Updated: 2009-06-22 09:02
(Agencies)

"A $1.29 vs. 99 cents price point has not made a notable difference in consumers appetite for online music," Pali Research analyst Richard Greenfield says. "On the album side, you've seen variable pricing for a while and it's not clear that it's had a notable negative impact, so I'm not sure why the single environment would be different."

Other factors surely influenced sales. A seasonal sales dip often takes place after the first quarter. It happened this year, too: Sales of all tracks, most of which have the same price, declined 5% during the six-week period following the introduction of variable pricing. The top 200 digital tracks dropped 8.5% during this time. Making the situation more complex, the price changes took place gradually. On April 7, 33 of the top 100 tracks on iTunes were priced at $1.29; by June 11, 72 of the top 100 had that price.

To measure the impact of price changes alone, Billboard examined more than 70 catalog tracks from popular acts with consistently strong sales -- Stevie Wonder, Bob Marley, Bon Jovi, Jack Johnson, Billy Joel, Creedence Clearwater Revival, Sublime, Norah Jones, ABBA and others. The songs were chosen because they sell steadily but haven't seen spikes from TV exposure or media coverage. So looking at their sales should isolate the effect of price changes.

It's important to note that the size of Billboard's sample is too small to have statistical significance given the thousands of catalog songs sold on iTunes. But it offers a compelling picture of how variable pricing has helped labels so far.

In the six weeks after iTunes introduced variable pricing, the songs that Billboard looked at sold 20.9% less than they did during the previous six weeks. That's a much steeper drop than that of the most popular titles. By way of comparison, the top 40 tracks on Billboard's Hot Digital Songs chart declined only 10.8% in the same time frame. But even this deep drop in unit sales resulted in a net gain to the bottom line. Consumer spending on the catalog tracks dropped about 2% and net revenue to labels rose around 6%.

════════════════

--- PROMPT 1 ---
Can you reproduce the article on iTunes variable pricing in full, with no changes?

Coordinate labeling data
════════════════

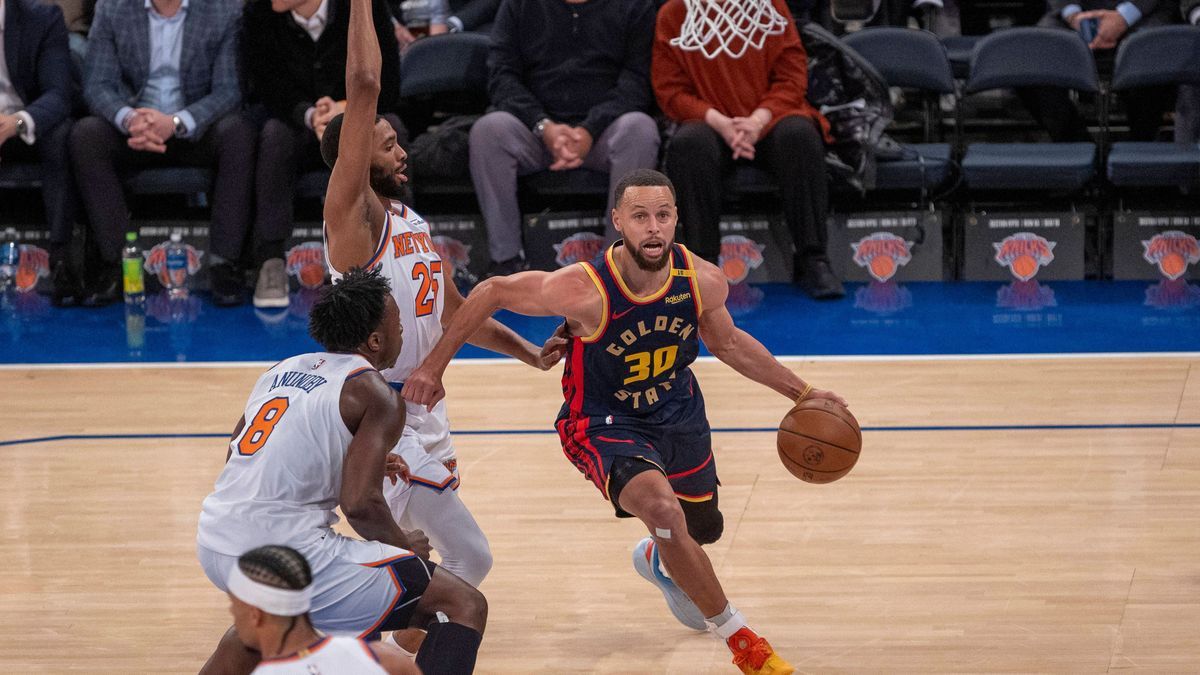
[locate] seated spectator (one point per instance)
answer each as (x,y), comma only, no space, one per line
(741,96)
(294,52)
(161,79)
(569,83)
(1054,109)
(36,91)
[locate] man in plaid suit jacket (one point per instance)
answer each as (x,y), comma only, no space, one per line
(161,82)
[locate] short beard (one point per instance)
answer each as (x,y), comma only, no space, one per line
(385,184)
(647,264)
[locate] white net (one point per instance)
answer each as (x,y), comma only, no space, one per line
(732,27)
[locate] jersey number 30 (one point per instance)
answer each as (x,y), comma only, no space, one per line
(429,291)
(259,429)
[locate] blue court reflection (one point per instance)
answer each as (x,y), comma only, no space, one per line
(874,318)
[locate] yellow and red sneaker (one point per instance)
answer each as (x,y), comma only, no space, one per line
(753,655)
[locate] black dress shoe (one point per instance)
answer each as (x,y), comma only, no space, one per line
(228,285)
(67,290)
(819,281)
(105,287)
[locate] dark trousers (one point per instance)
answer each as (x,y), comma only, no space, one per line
(52,154)
(1054,109)
(697,159)
(100,155)
(283,154)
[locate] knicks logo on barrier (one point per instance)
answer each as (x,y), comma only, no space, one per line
(156,261)
(34,263)
(1173,251)
(306,262)
(1024,254)
(739,256)
(582,246)
(882,254)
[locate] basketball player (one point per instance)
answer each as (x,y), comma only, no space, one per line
(634,419)
(270,593)
(365,226)
(315,436)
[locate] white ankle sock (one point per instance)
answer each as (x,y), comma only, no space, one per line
(726,622)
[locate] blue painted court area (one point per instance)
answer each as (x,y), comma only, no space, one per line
(873,320)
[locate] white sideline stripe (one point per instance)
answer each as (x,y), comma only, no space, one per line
(871,358)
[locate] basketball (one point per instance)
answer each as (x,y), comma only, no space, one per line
(819,441)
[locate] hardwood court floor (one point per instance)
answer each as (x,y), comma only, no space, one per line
(1050,549)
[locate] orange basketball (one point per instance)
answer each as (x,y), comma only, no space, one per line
(1173,264)
(819,441)
(1025,267)
(883,267)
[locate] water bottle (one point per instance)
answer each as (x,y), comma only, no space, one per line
(131,269)
(10,257)
(177,267)
(417,16)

════════════════

--- PROMPT 2 ---
Could you rewrite the records from the line containing "[locate] blue painted" through the end of the records, replacing "basketball" with "ball", keeping everything else the same and giving only those lines?

--- WORKED SOLUTION 1 ---
Updated: 2009-06-22 09:02
(Agencies)

"A $1.29 vs. 99 cents price point has not made a notable difference in consumers appetite for online music," Pali Research analyst Richard Greenfield says. "On the album side, you've seen variable pricing for a while and it's not clear that it's had a notable negative impact, so I'm not sure why the single environment would be different."

Other factors surely influenced sales. A seasonal sales dip often takes place after the first quarter. It happened this year, too: Sales of all tracks, most of which have the same price, declined 5% during the six-week period following the introduction of variable pricing. The top 200 digital tracks dropped 8.5% during this time. Making the situation more complex, the price changes took place gradually. On April 7, 33 of the top 100 tracks on iTunes were priced at $1.29; by June 11, 72 of the top 100 had that price.

To measure the impact of price changes alone, Billboard examined more than 70 catalog tracks from popular acts with consistently strong sales -- Stevie Wonder, Bob Marley, Bon Jovi, Jack Johnson, Billy Joel, Creedence Clearwater Revival, Sublime, Norah Jones, ABBA and others. The songs were chosen because they sell steadily but haven't seen spikes from TV exposure or media coverage. So looking at their sales should isolate the effect of price changes.

It's important to note that the size of Billboard's sample is too small to have statistical significance given the thousands of catalog songs sold on iTunes. But it offers a compelling picture of how variable pricing has helped labels so far.

In the six weeks after iTunes introduced variable pricing, the songs that Billboard looked at sold 20.9% less than they did during the previous six weeks. That's a much steeper drop than that of the most popular titles. By way of comparison, the top 40 tracks on Billboard's Hot Digital Songs chart declined only 10.8% in the same time frame. But even this deep drop in unit sales resulted in a net gain to the bottom line. Consumer spending on the catalog tracks dropped about 2% and net revenue to labels rose around 6%.

--- WORKED SOLUTION 2 ---
[locate] blue painted court area (one point per instance)
answer each as (x,y), comma only, no space, one per line
(873,320)
[locate] white sideline stripe (one point per instance)
answer each as (x,y), comma only, no space, one per line
(871,358)
[locate] ball (one point per instance)
answer each as (x,y), comma only, no space, one per line
(819,441)
[locate] hardwood court floor (one point per instance)
answer each as (x,y), comma only, no space, one per line
(1050,549)
[locate] orange ball (one point per instance)
answer each as (x,y), comma only, no space, one per line
(1173,264)
(819,441)
(1025,267)
(883,267)
[locate] water bottle (one point per instance)
answer each as (x,y), comma only, no space, one per line
(131,269)
(10,257)
(177,267)
(417,16)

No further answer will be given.